---- Page text
Every inflationary episode embodies a power struggle within society over who benefits from inflation, who loses out – and who will bear the cost of getting inflation back down.
That’s because inflation never affects all prices and incomes evenly. Some prices shoot up, while others grow slowly or decline. Some incomes keep pace with rising prices (or even outpace them), while others lag far behind. Thus the impacts of inflation are always uneven. And this sparks economic and political controversy.
This distributional conflict is readily visible in current Australian inflation. As prices took off after the lockdowns, corporate profits surged dramatically, reaching their highest share of GDP ever by 2022.
Meanwhile, wages – which were historically weak even before the pandemic – lagged far behind. In the last two years, consumer prices rose 12.5% (and more for essentials, like food and energy). Average wages grew less than half as much – barely 6% – in the same time.
That means the purchasing power of workers’ wages is falling. It’s the biggest and fastest real wage cut in postwar history – and record profits from those higher prices are the corollary of workers’ falling real incomes.
--------
---- Recorded information
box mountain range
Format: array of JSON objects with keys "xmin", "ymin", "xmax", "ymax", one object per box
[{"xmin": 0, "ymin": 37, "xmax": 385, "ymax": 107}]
--------
■ Using the information:
a – Do these statements agree with the passage on Australian inflation? Answer yes or no for each, and quote the words from the passage that decide it. (i) Consumer prices in Australia rose 12.5% over the last two years. (ii) Average wages grew faster than consumer prices over that time. (iii) Corporate profits reached their highest share of GDP ever by 2022.
b – Pick up the passage on Australian inflation after its last sentence and keep writing.

■ Responses to the tasks:
a –
(i) Yes: "In the last two years, consumer prices rose 12.5%"
(ii) No: "Average wages grew less than half as much – barely 6% – in the same time."
(iii) Yes: "corporate profits surged dramatically, reaching their highest share of GDP ever by 2022."

b –
Despite the fact that wages have lagged, not led, recent inflation, the powers-that-be are still targeting workers to bear the brunt of the anti-inflation effort. The Reserve Bank is now using high interest rates to cool off employment and slow wage growth.
This inflation has produced clear winners, and clear losers. So it’s a myth to proclaim that inflation “hurts all Australians,” pretending we can all join together in a shared national effort to wrestle prices to the ground.
Our Centre for Future Work published research showing just how lopsided the impacts of inflation have been in Australia. We analysed official national accounts data from the ABS, including income flows, output data, and changes in average economy-wide prices.
From end-2019 (just before the pandemic) to September 2022 (latest data at the time), higher corporate unit profits accounted for 69% of excess inflation (over and above the RBA’s 2.5% target). Unit labour costs accounted for just 18%, and other stakeholders (including small business) the remainder.
This confirmed that workers are the victims of inflation, not its cause, and raised big questions about the RBA’s determination to target wages (not profits) for tough anti-inflation medicine. Our findings sparked widespread interest and anger. So business peak bodies, and business-friendly commentators, have launched a steady stream of attacks against our report since its release in February.
RBA and Treasury officials also disagree with our conclusions. They have not challenged our actual numbers: indeed, internal RBA memos replicated and confirmed our finding that wider corporate profit margins account for the lion’s share of higher prices since 2019.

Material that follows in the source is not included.